Dataset excerpt:
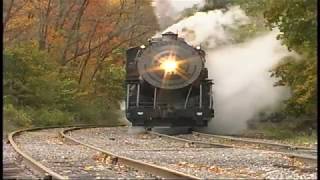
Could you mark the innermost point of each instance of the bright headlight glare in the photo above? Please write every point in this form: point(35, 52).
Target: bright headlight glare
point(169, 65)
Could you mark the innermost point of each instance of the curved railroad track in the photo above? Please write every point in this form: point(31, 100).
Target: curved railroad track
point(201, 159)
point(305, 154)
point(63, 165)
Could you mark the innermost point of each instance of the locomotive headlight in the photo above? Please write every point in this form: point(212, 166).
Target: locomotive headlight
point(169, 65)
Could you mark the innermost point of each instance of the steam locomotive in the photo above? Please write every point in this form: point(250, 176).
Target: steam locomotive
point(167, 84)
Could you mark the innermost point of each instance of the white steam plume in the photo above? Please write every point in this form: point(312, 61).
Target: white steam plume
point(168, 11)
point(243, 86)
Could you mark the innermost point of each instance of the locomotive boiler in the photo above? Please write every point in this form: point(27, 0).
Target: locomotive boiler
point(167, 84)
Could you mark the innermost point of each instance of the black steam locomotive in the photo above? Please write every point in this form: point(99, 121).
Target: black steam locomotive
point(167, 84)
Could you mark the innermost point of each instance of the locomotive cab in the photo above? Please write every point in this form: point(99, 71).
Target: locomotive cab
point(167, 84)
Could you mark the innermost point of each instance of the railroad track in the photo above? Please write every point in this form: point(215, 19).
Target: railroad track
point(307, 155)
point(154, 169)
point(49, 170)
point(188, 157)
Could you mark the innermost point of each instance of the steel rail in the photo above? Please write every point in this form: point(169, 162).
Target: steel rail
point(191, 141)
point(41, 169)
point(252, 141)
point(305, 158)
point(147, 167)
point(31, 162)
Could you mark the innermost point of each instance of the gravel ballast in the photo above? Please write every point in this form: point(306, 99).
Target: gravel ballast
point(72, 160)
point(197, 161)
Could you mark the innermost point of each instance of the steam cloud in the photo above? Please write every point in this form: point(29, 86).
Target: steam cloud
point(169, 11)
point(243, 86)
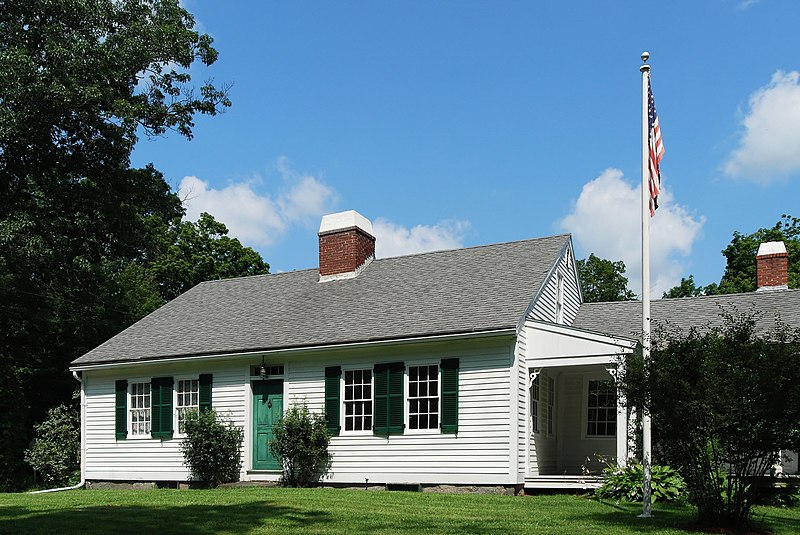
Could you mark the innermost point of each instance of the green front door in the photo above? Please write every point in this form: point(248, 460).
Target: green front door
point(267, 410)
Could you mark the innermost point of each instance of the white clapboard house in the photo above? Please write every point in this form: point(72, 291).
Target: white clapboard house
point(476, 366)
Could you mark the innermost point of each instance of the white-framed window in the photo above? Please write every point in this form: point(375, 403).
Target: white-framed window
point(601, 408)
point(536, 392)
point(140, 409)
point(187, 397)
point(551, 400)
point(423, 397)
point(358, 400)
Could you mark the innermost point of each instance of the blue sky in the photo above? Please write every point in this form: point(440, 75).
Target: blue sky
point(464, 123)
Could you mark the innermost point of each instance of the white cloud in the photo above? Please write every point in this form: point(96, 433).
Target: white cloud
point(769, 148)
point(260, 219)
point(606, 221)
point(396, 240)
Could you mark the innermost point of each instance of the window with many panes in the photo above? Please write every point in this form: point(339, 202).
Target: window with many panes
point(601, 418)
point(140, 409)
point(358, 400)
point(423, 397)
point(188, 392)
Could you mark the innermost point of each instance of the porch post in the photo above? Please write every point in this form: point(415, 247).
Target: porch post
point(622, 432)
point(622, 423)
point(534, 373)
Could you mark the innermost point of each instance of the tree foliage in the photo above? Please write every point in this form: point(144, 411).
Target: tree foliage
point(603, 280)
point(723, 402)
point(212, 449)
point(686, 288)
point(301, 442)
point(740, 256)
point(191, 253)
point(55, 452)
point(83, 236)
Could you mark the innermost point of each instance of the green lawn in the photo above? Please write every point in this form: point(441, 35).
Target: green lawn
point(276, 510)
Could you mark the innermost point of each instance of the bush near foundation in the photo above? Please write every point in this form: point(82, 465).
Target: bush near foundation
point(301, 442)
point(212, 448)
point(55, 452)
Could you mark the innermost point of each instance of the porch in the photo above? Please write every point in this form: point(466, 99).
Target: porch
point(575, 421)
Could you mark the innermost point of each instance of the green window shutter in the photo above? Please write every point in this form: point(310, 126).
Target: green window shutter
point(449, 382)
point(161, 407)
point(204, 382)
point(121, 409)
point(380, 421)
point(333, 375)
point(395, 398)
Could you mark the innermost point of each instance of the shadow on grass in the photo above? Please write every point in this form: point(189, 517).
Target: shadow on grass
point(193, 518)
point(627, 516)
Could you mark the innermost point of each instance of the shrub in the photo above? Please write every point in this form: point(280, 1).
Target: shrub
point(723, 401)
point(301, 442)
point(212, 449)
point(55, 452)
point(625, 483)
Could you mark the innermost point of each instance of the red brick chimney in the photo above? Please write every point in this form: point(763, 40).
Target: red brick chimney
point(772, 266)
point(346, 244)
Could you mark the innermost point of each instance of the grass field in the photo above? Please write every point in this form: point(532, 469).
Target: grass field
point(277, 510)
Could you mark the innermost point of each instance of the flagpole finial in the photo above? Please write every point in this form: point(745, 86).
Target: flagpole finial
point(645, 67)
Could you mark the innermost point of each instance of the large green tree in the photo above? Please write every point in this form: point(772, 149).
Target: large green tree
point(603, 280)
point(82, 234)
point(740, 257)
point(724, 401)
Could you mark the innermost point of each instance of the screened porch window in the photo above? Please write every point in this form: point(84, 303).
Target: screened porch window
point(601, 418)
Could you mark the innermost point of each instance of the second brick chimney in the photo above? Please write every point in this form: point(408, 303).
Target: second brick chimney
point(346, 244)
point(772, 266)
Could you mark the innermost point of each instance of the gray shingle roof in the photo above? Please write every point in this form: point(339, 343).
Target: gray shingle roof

Directions for this task: Copy out all of the material above line for line, leaving out the pictures.

Answer to this exercise:
Could you mark the innermost point of each instance of the bright headlight glare in the photo above? Please write every point in this form: point(35, 52).
Target: bright headlight glare
point(169, 65)
Could you mark the innermost point of each instance of the curved railroad track in the photo above? Please write every point in this form: point(31, 100).
Target: curved railroad track
point(201, 159)
point(305, 154)
point(63, 165)
Could you mark the innermost point of each instance of the locomotive headlight in the photo above? Please write every point in this form: point(212, 166).
Target: locomotive headlight
point(169, 65)
Could you mark the innermost point of each instance of the steam locomotive in the photo above? Please write every point in this form: point(250, 176).
Target: steam locomotive
point(167, 84)
Could you mark the innermost point of each instance of the white steam plume in the photo above? Please write every point in this form: point(312, 61).
Target: white steam plume
point(168, 11)
point(243, 86)
Could you mark the innermost point of each instance of the locomotive boiler in the photo above? Please write every point in this form: point(27, 0).
Target: locomotive boiler
point(167, 84)
Could you mark the innermost point of each instance of the black steam locomotive in the photo above? Please write every point in this form: point(99, 121).
Target: black steam locomotive
point(167, 84)
Could you mark the innermost point of each instance of the locomotive cab in the photo above? Please write every point in this form: point(99, 71).
Target: locomotive cab
point(167, 84)
Could you mark the innermost point of each instance of the railroad track in the photo above? Please write every point in this form: point(215, 19).
Target: railroad track
point(307, 155)
point(154, 169)
point(49, 170)
point(188, 157)
Could you mark the innermost point of each instance of the steel rail in the photo above? Please write every point in this form: point(169, 162).
Target: steel rail
point(191, 141)
point(41, 169)
point(252, 141)
point(305, 158)
point(147, 167)
point(31, 162)
Could you mark the innermost point of each instance of the gravel ballast in the photo above? Please write every point in this form: point(306, 99).
Target: gravel ballast
point(72, 160)
point(197, 161)
Could you mark the innermost point of each instance of the steam cloud in the photo above? Please write every point in this form: point(29, 86).
Target: steam cloud
point(169, 11)
point(243, 86)
Could you mark the innermost point of each instance of the green front door in the photo above? Please write every point in this form: point(248, 460).
Target: green front door
point(267, 410)
Could you mark the innermost point of each instance of the white clapboard house in the photo above? Please write every point in this form: point(72, 291).
Target: white clapboard house
point(476, 366)
Could you mark the innermost point of each instance of the white-framed window in the photo above? Please write every point in this form: point(375, 403).
Target: white-framed window
point(601, 408)
point(536, 392)
point(140, 409)
point(187, 397)
point(551, 400)
point(423, 397)
point(358, 400)
Could you mark the innermost point of each instance of the blue sky in the photo above? Please write every point in this form: point(440, 75).
Target: blue sky
point(464, 123)
Could you mark the innermost point of each instance of the white cloud in the photo above? Please write every point in this form: point(96, 433).
Target: white cloud
point(769, 148)
point(260, 219)
point(606, 221)
point(396, 240)
Could you mark the innermost point of each instance of the window with many panes in the photo above? Please write every point in this form: point(339, 202).
Target: window with many panes
point(601, 418)
point(140, 409)
point(358, 400)
point(423, 397)
point(188, 392)
Could you mark the innermost point of each instance of the porch post in the photo above? Please write every point in this form: point(415, 247).
Target: porch post
point(622, 432)
point(622, 423)
point(534, 373)
Could you mark the innermost point of each instance of the tree foliage in the photo above? Please write every point in this form: point(144, 411).
Target: tree foliage
point(603, 280)
point(723, 402)
point(212, 449)
point(686, 288)
point(301, 442)
point(740, 256)
point(191, 253)
point(55, 452)
point(83, 236)
Could you mark the innermost point of each instance of the green lawn in the photo above? Please write every point in this form: point(441, 35).
Target: green lawn
point(276, 510)
Could you mark the innermost point of each instance of the bush near foundation in the photo above? Please write every point in this form: point(82, 465).
Target: bush near foundation
point(301, 442)
point(212, 448)
point(55, 452)
Could you mark the innermost point of each instance of the porch in the photo above? Please write every point in this form: point(466, 99).
Target: porch
point(575, 421)
Could you mark the innermost point of each instance of the green window shutter in the photo above? Please write every point in this form: point(310, 126).
Target: green window shutter
point(449, 382)
point(161, 407)
point(204, 382)
point(121, 409)
point(380, 421)
point(333, 375)
point(395, 398)
Could you mark the innermost point of each instance of the shadow on grass in the photo above? Please write every point in this form: point(189, 517).
Target: shadow on grass
point(193, 518)
point(627, 516)
Could you mark the innermost point of each instance of the shrub in the photo above? Please write every point in this form: point(280, 1).
Target: shrub
point(723, 401)
point(301, 442)
point(212, 449)
point(55, 452)
point(625, 483)
Could you mark the innermost point of each instance of the red brick chimney in the photo above? Please write every point in this form: point(763, 40).
Target: red brick chimney
point(772, 266)
point(346, 244)
Could you mark the innermost point of each instance of the grass field in the photo above? Please write every point in this form: point(532, 469).
Target: grass field
point(277, 510)
Could you mark the innermost point of each instance of the flagpole finial in the photo above? Please write every point in this form: point(745, 86).
Target: flagpole finial
point(645, 67)
Could you mark the innermost point of each instance of the large green tree in the photo above? Please write every point in this form: point(772, 149).
Target: large green tree
point(603, 280)
point(82, 234)
point(740, 257)
point(724, 401)
Could you mark the innermost point of each instance of the screened porch window in the photo above? Please write every point in this form: point(84, 303).
Target: screened porch window
point(601, 418)
Could you mark the innermost point of each instance of the second brick chimney in the photo above? Please write every point in this form: point(408, 303).
Target: second brick chimney
point(346, 244)
point(772, 266)
Could you mark the innermost point of each instance of the gray shingle roof in the photo above? Please write every point in this form: point(339, 343).
Target: gray shingle roof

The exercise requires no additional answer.